### TASK DESCRIPTION:
What is needed is an exact copy of the records below, without the pictures.
*** Opening of MATERIAL PROVIDED ***
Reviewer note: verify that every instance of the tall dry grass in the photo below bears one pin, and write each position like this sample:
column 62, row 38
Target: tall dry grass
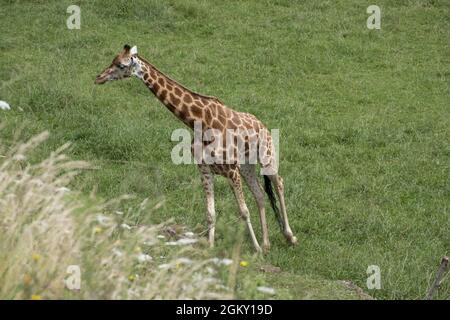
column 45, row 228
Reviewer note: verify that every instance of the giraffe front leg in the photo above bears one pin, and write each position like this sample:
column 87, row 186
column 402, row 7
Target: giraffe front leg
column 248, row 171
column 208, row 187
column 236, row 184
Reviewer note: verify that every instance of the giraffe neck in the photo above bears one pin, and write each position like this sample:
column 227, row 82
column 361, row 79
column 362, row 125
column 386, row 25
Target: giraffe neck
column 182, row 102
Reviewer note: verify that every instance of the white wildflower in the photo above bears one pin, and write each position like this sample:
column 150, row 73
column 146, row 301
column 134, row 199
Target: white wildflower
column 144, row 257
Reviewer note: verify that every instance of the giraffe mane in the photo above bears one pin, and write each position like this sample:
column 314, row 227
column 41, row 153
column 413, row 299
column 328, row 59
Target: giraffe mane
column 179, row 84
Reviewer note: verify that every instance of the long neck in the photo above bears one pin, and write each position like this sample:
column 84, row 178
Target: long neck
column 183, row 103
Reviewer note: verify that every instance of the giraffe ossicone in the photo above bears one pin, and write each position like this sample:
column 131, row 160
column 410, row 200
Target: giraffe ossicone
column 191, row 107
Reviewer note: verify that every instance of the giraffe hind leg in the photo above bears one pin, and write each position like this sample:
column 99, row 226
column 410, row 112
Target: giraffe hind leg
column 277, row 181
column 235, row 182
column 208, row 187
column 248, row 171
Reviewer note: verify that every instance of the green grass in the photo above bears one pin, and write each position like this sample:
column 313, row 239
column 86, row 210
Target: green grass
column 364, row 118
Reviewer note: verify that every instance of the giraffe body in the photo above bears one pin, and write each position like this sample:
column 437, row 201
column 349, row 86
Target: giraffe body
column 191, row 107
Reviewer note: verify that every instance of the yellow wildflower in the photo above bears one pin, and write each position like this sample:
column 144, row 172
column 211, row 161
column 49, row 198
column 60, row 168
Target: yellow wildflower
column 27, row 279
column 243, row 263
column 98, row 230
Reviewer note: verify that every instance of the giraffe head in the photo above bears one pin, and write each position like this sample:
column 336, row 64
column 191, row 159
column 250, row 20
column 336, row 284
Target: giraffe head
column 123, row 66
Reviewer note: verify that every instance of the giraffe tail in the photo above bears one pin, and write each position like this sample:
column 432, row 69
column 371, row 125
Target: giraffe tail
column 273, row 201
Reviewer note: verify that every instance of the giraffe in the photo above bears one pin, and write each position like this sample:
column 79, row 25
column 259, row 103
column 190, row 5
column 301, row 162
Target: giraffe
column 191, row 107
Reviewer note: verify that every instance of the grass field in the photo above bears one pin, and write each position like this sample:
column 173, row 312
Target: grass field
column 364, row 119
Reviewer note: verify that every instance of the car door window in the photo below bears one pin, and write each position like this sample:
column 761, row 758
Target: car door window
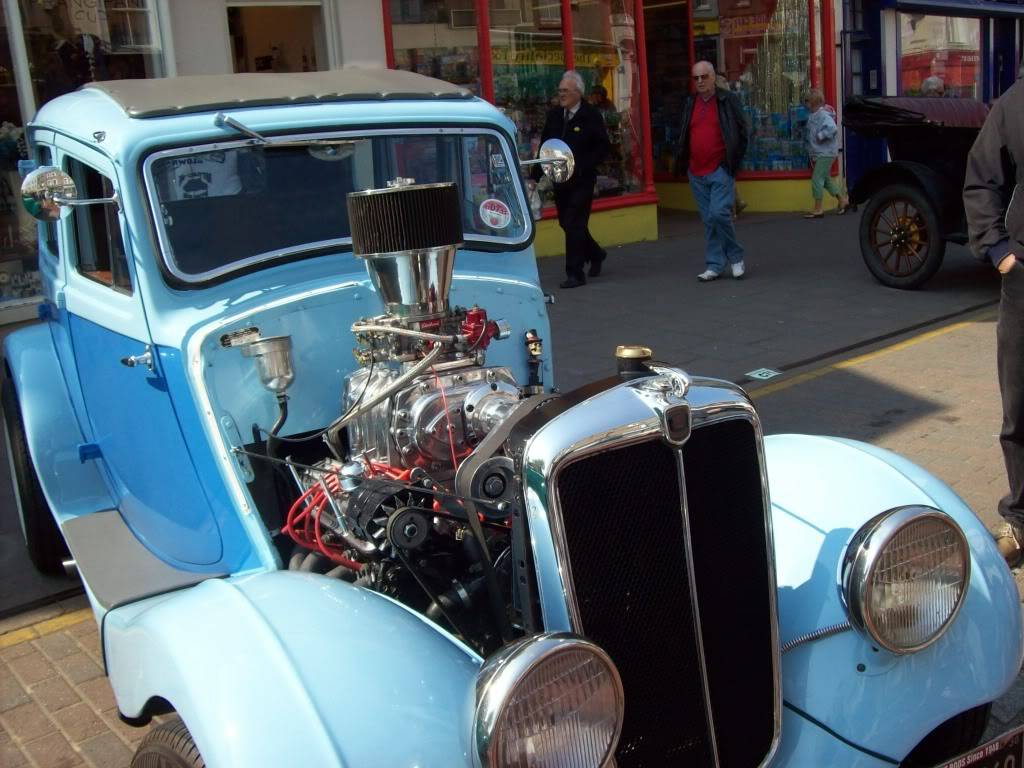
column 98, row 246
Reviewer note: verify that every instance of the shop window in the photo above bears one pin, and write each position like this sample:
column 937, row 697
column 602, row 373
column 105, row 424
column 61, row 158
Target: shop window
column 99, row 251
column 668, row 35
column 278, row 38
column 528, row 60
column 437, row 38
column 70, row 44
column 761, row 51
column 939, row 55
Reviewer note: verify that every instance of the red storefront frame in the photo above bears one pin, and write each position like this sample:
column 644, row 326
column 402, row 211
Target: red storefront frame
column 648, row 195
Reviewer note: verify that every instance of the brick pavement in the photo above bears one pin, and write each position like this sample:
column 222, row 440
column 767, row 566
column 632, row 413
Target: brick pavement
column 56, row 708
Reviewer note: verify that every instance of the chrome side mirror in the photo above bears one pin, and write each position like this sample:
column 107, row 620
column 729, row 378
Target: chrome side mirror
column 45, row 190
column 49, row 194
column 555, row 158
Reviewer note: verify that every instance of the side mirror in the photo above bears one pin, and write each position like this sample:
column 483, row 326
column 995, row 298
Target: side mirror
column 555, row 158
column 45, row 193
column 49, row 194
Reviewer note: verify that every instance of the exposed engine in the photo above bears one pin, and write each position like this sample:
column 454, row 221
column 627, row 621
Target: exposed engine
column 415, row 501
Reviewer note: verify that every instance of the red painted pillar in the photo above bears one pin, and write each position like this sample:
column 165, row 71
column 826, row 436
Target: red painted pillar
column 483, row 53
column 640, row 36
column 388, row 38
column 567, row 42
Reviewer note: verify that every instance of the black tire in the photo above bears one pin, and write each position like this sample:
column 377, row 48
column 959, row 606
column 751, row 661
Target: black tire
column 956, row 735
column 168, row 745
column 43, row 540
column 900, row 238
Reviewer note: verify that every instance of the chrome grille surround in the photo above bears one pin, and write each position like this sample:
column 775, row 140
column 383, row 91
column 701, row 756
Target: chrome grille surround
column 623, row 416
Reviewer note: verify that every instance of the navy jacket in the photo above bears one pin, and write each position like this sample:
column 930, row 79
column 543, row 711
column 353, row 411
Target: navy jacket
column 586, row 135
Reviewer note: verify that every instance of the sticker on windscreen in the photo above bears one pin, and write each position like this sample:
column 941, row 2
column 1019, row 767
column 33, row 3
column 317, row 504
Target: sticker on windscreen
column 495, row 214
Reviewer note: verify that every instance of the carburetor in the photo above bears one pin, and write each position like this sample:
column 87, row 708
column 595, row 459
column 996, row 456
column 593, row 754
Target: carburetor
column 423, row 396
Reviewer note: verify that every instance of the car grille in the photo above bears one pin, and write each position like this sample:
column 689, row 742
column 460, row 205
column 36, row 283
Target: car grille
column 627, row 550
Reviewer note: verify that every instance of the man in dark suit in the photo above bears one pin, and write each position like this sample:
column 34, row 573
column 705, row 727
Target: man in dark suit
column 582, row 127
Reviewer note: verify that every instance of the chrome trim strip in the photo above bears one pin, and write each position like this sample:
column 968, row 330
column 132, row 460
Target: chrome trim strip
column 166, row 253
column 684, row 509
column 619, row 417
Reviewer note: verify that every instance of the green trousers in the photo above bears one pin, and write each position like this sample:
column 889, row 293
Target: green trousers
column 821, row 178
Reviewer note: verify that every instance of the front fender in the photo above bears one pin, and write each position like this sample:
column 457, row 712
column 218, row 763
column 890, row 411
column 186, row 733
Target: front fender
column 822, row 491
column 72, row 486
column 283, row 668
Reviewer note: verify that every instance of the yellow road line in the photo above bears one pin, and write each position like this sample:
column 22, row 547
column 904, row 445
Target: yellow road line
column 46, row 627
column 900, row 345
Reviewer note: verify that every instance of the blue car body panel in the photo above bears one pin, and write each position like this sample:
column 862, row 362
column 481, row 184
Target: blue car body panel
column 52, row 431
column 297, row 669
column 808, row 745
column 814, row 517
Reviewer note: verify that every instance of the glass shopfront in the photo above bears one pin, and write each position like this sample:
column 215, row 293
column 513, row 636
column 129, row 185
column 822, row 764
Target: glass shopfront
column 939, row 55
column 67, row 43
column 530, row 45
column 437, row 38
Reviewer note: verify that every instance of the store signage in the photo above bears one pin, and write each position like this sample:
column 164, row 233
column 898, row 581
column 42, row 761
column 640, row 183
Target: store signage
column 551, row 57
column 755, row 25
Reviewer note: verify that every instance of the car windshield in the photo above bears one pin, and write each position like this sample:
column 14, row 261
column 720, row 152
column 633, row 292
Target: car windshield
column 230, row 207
*** Close of MATERIAL PROVIDED ***
### RESULT FOR THIS TASK:
Reviewer note: verify that every instance of the tall dry grass in the photo below bears one pin, and write each position like this sample:
column 62, row 38
Target: tall dry grass
column 45, row 228
Reviewer note: verify that every instance of the giraffe front leg in the photo above bears one pin, and write each position like this sample:
column 87, row 186
column 402, row 7
Target: giraffe front leg
column 248, row 171
column 208, row 187
column 236, row 184
Reviewer note: verify that every instance of the giraffe neck in the photo above bears one pin, and write each position like this sample:
column 227, row 82
column 361, row 79
column 362, row 125
column 386, row 25
Target: giraffe neck
column 182, row 102
Reviewer note: verify that every instance of the white wildflower in the photo above bears one pin, and write each position like this sample:
column 150, row 73
column 146, row 301
column 134, row 199
Target: white wildflower
column 144, row 257
Reviewer note: verify that every instance of the giraffe mane in the photo above bears one pin, and write each position like this sample:
column 314, row 227
column 41, row 153
column 413, row 299
column 328, row 59
Target: giraffe mane
column 179, row 84
Reviewer note: verify that every instance of the long neck in the photo above bears one pin, and write each position like this sample:
column 84, row 178
Target: long neck
column 183, row 103
Reviewer note: verify that every instance of the giraffe ossicone in the photo above bears one pin, and write each position like this sample:
column 131, row 160
column 410, row 200
Target: giraffe ossicone
column 191, row 107
Reviewer note: verify that every instance of the giraffe hind leg in the photo above bears one pin, and write each position like this sample:
column 99, row 226
column 410, row 112
Target: giraffe hind leg
column 277, row 181
column 235, row 182
column 208, row 187
column 248, row 171
Reviewer note: verify that every instance of the green grass in the photo above bears one pin, and write each position like this sample:
column 313, row 239
column 86, row 210
Target: green grass
column 364, row 118
Reviewer note: verify that every instance of the giraffe body in the photo above bears one pin, and write each position like this sample:
column 437, row 201
column 349, row 86
Target: giraffe body
column 191, row 107
Reviewer note: verify that every instance of the yellow wildflower in the photo above bears one pin, and write each position like this sample:
column 144, row 172
column 211, row 161
column 49, row 198
column 60, row 168
Target: yellow wildflower
column 27, row 279
column 243, row 263
column 98, row 230
Reviewer note: verify that every instance of the giraffe head in the photo above bears one pin, and write each position like this sample:
column 336, row 64
column 191, row 159
column 250, row 20
column 336, row 284
Target: giraffe head
column 123, row 66
Reviewer note: verify that every instance of the giraffe tail in the photo above bears one pin, and write each position like this sample:
column 432, row 69
column 371, row 125
Target: giraffe tail
column 273, row 201
Reviewer note: verify that every instance of the giraffe in the photo above bears one pin, and write each position like this sample:
column 79, row 25
column 259, row 103
column 190, row 5
column 301, row 162
Target: giraffe
column 191, row 107
Reviewer note: verify that every instance of the grass field in the photo above bears one pin, and write each position like this sample:
column 173, row 312
Target: grass field
column 364, row 119
Reviewer note: verify that every instance of the car door window in the photo below bears one pin, and write each position like this sample:
column 761, row 758
Target: car door window
column 98, row 246
Reviewer note: verify that every instance of the shop window in the photo above bears one pin, and write each position like this sample:
column 937, row 697
column 602, row 373
column 105, row 424
column 61, row 158
Target: shop window
column 99, row 251
column 668, row 35
column 278, row 38
column 528, row 60
column 437, row 38
column 70, row 44
column 761, row 51
column 939, row 55
Reviewer note: verify that every instance of the red storefront frame in the photo above bears one pin, and write each position like this sample:
column 644, row 326
column 402, row 211
Target: red storefront frame
column 648, row 195
Reviewer note: verify that every instance of the brick pavement in the photo above bears one pin, and write each position like this sample:
column 222, row 440
column 767, row 566
column 632, row 413
Target: brick pavement
column 56, row 708
Reviewer note: verify that every instance of the chrome side mirror in the photo above bears one pin, and write each position like this sample:
column 107, row 620
column 729, row 378
Target: chrome side mirror
column 45, row 190
column 49, row 194
column 555, row 158
Reviewer note: verify that every instance of the side mirror in the photo above bears one pin, and write each position like this sample:
column 483, row 326
column 995, row 298
Target: side mirror
column 555, row 158
column 45, row 193
column 49, row 194
Reviewer note: verify that every instance of the exposed engine in the photo above bears one pin, and write each position like this sample:
column 454, row 221
column 627, row 621
Target: exposed engine
column 415, row 501
Reviewer note: verify that every instance of the red painted pillar in the photo above bears one pin, and write each position like this sample:
column 165, row 71
column 826, row 436
Target: red painted pillar
column 483, row 53
column 640, row 36
column 388, row 38
column 567, row 42
Reviewer note: verify that every instance of the black tire in the photo above bears one pin, and write each position like this sample:
column 377, row 48
column 959, row 606
column 751, row 661
Target: black tire
column 956, row 735
column 168, row 745
column 43, row 540
column 900, row 238
Reviewer note: verify that every instance of the chrome grille surround in the photo above bears one pin, and write each position like this sample:
column 775, row 140
column 383, row 91
column 701, row 756
Target: chrome grille surround
column 623, row 416
Reviewer note: verify that every instance of the navy jacket in the photo above bears one pin, and write each position like this sample:
column 930, row 79
column 543, row 711
column 353, row 411
Target: navy jacket
column 586, row 135
Reviewer note: verify that every instance of the sticker on windscreen in the photo above bears one pin, and write each position like this sample:
column 941, row 2
column 1019, row 767
column 33, row 3
column 317, row 504
Target: sticker on windscreen
column 495, row 214
Reviewer note: verify that every instance of the carburetor in the photo above bears one pin, and write each position like this sample:
column 87, row 708
column 595, row 459
column 996, row 456
column 593, row 754
Target: carburetor
column 423, row 396
Reviewer note: verify that every instance of the car grille in the photo above bears one pin, and write each position like this sample:
column 689, row 742
column 460, row 205
column 36, row 283
Target: car grille
column 627, row 550
Reviewer note: verify that every instance of the man in dark suit in the photo above bears one pin, and write each position like this sample:
column 34, row 573
column 705, row 727
Target: man in dark suit
column 582, row 127
Reviewer note: verify that every instance of the chrome trim strip in the photo above bears one pin, and write each position like this sample:
column 968, row 330
column 132, row 460
Target: chrome trim strip
column 166, row 253
column 684, row 509
column 619, row 417
Reviewer note: verify that every instance of the green trousers in the photo above bears one pin, and write each position like this sample:
column 889, row 293
Target: green trousers
column 821, row 178
Reviewer note: verify that every instance of the front fender in the photo above bears one pin, and write each position like this sample:
column 457, row 712
column 218, row 763
column 890, row 411
column 186, row 733
Target: front fender
column 822, row 491
column 72, row 486
column 283, row 668
Reviewer note: verify that every instance of the yellow road line in the photo above bears one pin, and write each position like this sample:
column 22, row 547
column 904, row 445
Target: yellow road line
column 46, row 627
column 900, row 345
Reviewer note: verify that every instance of the blue car body panel in the photo above bears one pin, and write each position like this sample:
column 862, row 362
column 481, row 184
Target: blue car body panel
column 52, row 431
column 297, row 669
column 808, row 745
column 814, row 517
Reviewer note: verify that every instance of the glass shopfront in the photo above bears one pin, and write each position like this sample:
column 215, row 293
column 513, row 636
column 129, row 185
column 822, row 764
Target: glass shopfront
column 939, row 55
column 67, row 43
column 530, row 45
column 437, row 38
Reviewer note: verify that every instance of the store signage in the photo above bears one pin, and write each position like this sample:
column 164, row 233
column 898, row 581
column 42, row 761
column 640, row 183
Target: store signage
column 551, row 57
column 755, row 25
Reviewer note: verify that every instance of the car windshield in the photo above bears one pin, and write each position like this sample:
column 14, row 261
column 720, row 152
column 633, row 292
Target: car windshield
column 230, row 207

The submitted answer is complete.